» **What you are asked to do**:
Each entry below is to be duplicated verbatim.
-------
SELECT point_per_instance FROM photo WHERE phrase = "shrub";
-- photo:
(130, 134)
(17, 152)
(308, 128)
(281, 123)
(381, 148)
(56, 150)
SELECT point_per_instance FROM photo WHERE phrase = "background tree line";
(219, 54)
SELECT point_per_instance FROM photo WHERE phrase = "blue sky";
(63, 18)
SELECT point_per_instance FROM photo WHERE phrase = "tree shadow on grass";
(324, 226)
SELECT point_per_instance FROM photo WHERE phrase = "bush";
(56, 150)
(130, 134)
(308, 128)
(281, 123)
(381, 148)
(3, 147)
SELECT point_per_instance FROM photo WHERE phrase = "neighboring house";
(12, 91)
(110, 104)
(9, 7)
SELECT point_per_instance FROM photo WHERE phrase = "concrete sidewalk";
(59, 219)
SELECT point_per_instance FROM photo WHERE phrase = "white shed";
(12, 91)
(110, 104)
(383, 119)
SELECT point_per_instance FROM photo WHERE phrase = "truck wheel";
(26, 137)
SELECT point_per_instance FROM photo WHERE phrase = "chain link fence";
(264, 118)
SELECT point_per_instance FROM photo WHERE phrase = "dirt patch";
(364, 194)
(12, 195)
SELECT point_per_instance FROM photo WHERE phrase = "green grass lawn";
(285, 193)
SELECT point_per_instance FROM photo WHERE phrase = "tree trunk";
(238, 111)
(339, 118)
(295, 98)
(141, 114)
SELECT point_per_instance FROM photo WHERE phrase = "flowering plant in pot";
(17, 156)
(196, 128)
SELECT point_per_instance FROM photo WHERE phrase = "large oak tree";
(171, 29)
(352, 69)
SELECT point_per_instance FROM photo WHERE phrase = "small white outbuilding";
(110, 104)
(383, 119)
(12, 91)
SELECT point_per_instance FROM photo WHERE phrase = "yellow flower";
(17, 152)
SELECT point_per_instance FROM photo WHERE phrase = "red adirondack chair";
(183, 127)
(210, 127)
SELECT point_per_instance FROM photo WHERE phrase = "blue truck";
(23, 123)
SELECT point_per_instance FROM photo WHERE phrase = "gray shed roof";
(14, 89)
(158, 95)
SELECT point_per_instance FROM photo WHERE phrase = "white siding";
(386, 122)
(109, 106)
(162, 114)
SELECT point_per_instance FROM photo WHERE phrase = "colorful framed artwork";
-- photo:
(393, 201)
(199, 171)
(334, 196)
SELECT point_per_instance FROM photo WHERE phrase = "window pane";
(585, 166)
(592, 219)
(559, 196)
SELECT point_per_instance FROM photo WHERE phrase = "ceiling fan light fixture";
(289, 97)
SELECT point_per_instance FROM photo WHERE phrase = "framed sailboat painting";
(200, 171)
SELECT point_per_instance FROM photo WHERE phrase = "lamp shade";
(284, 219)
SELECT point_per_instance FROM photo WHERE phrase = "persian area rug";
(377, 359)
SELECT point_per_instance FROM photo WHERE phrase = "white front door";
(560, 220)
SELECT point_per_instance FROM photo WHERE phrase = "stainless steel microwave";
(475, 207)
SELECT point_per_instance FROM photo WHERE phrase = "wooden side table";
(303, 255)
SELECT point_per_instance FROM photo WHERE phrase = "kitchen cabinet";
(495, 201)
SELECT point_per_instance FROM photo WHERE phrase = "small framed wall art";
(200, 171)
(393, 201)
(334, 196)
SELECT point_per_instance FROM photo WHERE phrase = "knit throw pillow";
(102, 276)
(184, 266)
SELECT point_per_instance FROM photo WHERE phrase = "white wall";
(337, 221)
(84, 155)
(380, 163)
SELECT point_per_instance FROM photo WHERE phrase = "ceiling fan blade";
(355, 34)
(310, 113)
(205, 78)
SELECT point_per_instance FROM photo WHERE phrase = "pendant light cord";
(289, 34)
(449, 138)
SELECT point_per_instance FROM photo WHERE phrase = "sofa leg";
-------
» **Written solution**:
SELECT point_per_instance FROM photo WHERE phrase = "shrub";
-- photo:
(130, 134)
(17, 152)
(308, 128)
(281, 123)
(381, 148)
(56, 150)
SELECT point_per_instance FROM photo WHERE phrase = "background tree line";
(219, 54)
SELECT point_per_instance FROM photo WHERE phrase = "blue sky";
(63, 18)
SELECT point_per_instance FROM photo WHERE phrase = "tree shadow on grass";
(324, 226)
SELECT point_per_instance FROM photo WHERE phrase = "bush";
(56, 150)
(130, 134)
(308, 128)
(281, 123)
(381, 148)
(3, 147)
SELECT point_per_instance FROM photo WHERE phrase = "neighboring house";
(12, 91)
(110, 104)
(9, 7)
SELECT point_per_instance FROM photo WHERE phrase = "concrete sidewalk";
(59, 219)
SELECT point_per_instance FROM photo WHERE phrase = "white shed";
(12, 91)
(110, 104)
(383, 119)
SELECT point_per_instance FROM photo WHERE phrase = "truck wheel";
(26, 137)
SELECT point_per_instance FROM photo WHERE phrase = "chain link fence";
(264, 118)
SELECT point_per_instance FROM photo WHERE phrase = "dirt patch";
(364, 194)
(12, 195)
SELECT point_per_instance FROM photo WHERE phrase = "green grass lawn";
(285, 193)
SELECT point_per_instance FROM photo WHERE phrase = "tree trunk";
(238, 111)
(339, 118)
(295, 98)
(141, 114)
SELECT point_per_instance FROM photo WHERE phrase = "flowering plant in pot";
(17, 156)
(196, 128)
SELECT point_per_instance FROM photo WHERE phrase = "large oak tree";
(171, 29)
(352, 69)
SELECT point_per_instance FROM photo WHERE phrase = "small white outbuilding";
(110, 104)
(383, 119)
(12, 91)
SELECT point_per_instance FROM photo WHERE phrase = "yellow flower";
(17, 152)
SELECT point_per_instance FROM photo WHERE phrase = "red adirondack chair";
(183, 127)
(210, 127)
SELECT point_per_instance FROM photo WHERE phrase = "blue truck";
(23, 123)
SELECT point_per_instance FROM photo WHERE phrase = "gray shed roof";
(14, 89)
(158, 95)
SELECT point_per_instance FROM photo WHERE phrase = "white siding";
(386, 122)
(109, 106)
(162, 114)
SELECT point_per_instance FROM photo WHERE phrase = "colorful framed artwork";
-- photo:
(393, 201)
(199, 171)
(334, 196)
SELECT point_per_instance FROM photo WHERE phrase = "window pane";
(585, 166)
(592, 219)
(559, 196)
SELECT point_per_instance FROM photo WHERE phrase = "ceiling fan light fixture";
(289, 97)
SELECT point_per_instance FROM photo WHERE phrase = "framed sailboat painting";
(200, 171)
SELECT point_per_instance FROM photo WHERE phrase = "lamp shade";
(284, 219)
SELECT point_per_instance FROM photo WHERE phrase = "persian area rug";
(377, 359)
SELECT point_per_instance FROM photo WHERE phrase = "white front door";
(560, 220)
SELECT point_per_instance FROM photo WHERE phrase = "stainless steel microwave";
(475, 207)
SELECT point_per_instance FROM photo WHERE phrase = "wooden side table";
(303, 255)
SELECT point_per_instance FROM photo WHERE phrase = "kitchen cabinet";
(495, 201)
SELECT point_per_instance FROM photo WHERE phrase = "small framed wall art";
(200, 171)
(393, 201)
(334, 196)
SELECT point_per_instance FROM photo WHERE phrase = "knit throw pillow";
(102, 276)
(184, 266)
SELECT point_per_instance FROM photo WHERE phrase = "white wall";
(337, 221)
(84, 155)
(380, 163)
SELECT point_per_instance FROM photo WHERE phrase = "ceiling fan blade";
(355, 34)
(310, 113)
(205, 78)
SELECT point_per_instance FROM photo WHERE phrase = "pendant light cord";
(289, 34)
(449, 138)
SELECT point_per_instance FROM photo WHERE phrase = "sofa leg";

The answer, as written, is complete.